### SUPPLIED DATA ###

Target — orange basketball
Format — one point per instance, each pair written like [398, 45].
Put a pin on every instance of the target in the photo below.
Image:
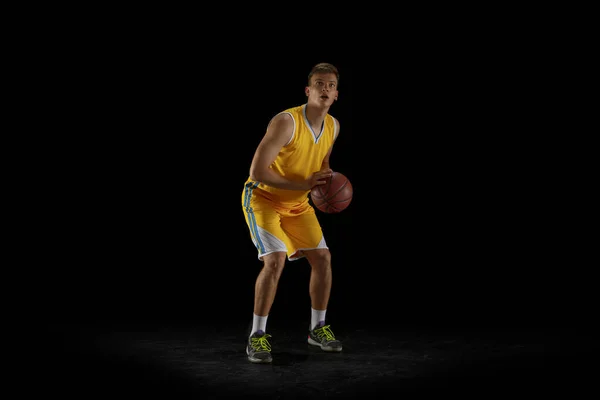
[333, 196]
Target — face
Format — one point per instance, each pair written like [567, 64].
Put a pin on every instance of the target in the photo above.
[322, 89]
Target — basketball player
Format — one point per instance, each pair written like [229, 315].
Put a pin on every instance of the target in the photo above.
[292, 157]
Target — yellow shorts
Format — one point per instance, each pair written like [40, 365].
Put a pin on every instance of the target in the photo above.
[276, 227]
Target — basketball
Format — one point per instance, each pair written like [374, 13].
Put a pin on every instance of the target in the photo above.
[333, 196]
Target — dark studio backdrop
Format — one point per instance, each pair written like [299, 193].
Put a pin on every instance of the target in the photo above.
[454, 220]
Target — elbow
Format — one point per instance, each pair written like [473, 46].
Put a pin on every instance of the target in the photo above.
[256, 175]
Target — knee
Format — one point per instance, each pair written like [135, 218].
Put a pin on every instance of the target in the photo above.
[320, 258]
[274, 263]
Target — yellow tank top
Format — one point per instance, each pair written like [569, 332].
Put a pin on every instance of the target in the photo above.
[300, 157]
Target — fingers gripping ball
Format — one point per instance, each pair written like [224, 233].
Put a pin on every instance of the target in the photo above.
[333, 196]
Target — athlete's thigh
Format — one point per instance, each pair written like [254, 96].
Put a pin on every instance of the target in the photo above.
[264, 223]
[303, 231]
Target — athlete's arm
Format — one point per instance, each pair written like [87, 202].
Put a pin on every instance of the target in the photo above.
[279, 132]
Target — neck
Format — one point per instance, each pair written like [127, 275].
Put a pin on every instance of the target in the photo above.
[315, 115]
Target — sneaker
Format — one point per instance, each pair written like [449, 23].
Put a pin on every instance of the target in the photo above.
[258, 348]
[323, 337]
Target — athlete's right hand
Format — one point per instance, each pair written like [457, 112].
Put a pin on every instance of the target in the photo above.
[320, 177]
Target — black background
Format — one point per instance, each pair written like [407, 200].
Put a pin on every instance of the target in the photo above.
[461, 213]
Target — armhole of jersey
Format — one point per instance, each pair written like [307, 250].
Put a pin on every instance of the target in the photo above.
[335, 128]
[293, 130]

###

▸ GOAL OF THE EXERCISE
Write the entries above out in full, exactly, with no images.

▸ FULL ANSWER
Target — orange basketball
Format — one point per instance, each pair written like [398, 45].
Put a pin on every instance of the target in the photo below.
Image:
[333, 196]
Target — face
Format — one point per instance, each pair written like [567, 64].
Put a pin on every instance of the target in the photo above.
[322, 89]
Target — basketball player
Format — one point per instance, each pair written like [229, 315].
Put a pin on every instance of the target in the photo above.
[292, 157]
Target — yellow shorts
Format — one point per instance, each pair written like [40, 365].
Put a pin on every instance of the target in the photo above.
[276, 227]
Target — basketball
Format — one point per instance, each pair written like [374, 13].
Put a pin on every instance of the target in the photo above.
[333, 196]
Target — dark studio backdrop
Format — one point per instance, each pair written like [299, 193].
Put a pin on every instance of the target in the photo above.
[454, 220]
Target — elbow
Format — one point per instance, each pair written like [473, 46].
Put a pin on every instance of the target in the photo above.
[256, 175]
Target — knee
Format — one point per instance, each pair written like [135, 218].
Put a pin on every instance of the target in the photo above.
[320, 258]
[274, 263]
Target — yellow tank top
Format — one point per instance, each pair written like [569, 332].
Put a pin on every instance of the target in the photo above.
[300, 157]
Target — fingers gripping ball
Format — one point per instance, each pair written like [224, 233].
Put a pin on every instance of the target in the photo above.
[333, 196]
Target — athlete's thigh
Format — one point per instance, each pair written like [254, 96].
Put a pin on every instance of the target in the photo above.
[264, 223]
[303, 231]
Target — athlete's arm
Format — one point per instance, each pair written like [87, 202].
Put a pin on every instance of the target in the photo above.
[279, 132]
Target — neck
Format — one point per instance, each pair written like [127, 275].
Put a pin on every instance of the target in the photo above.
[315, 115]
Target — sneaker
Format — one point per instance, each pair written like [449, 23].
Put a pin on every instance of the target in the photo above.
[258, 348]
[323, 337]
Target — athlete's right hand
Format — one point per instance, each pair written like [457, 112].
Put a pin on every instance of the target in the photo above.
[320, 177]
Target — black background
Format — one point per instance, each pair written like [407, 200].
Put a pin on every instance of the target in the photo above.
[461, 213]
Target — armhole of jersey
Format — one point per instance, each pair written like [307, 250].
Put a pin on every instance of the target in the photo above.
[335, 128]
[293, 130]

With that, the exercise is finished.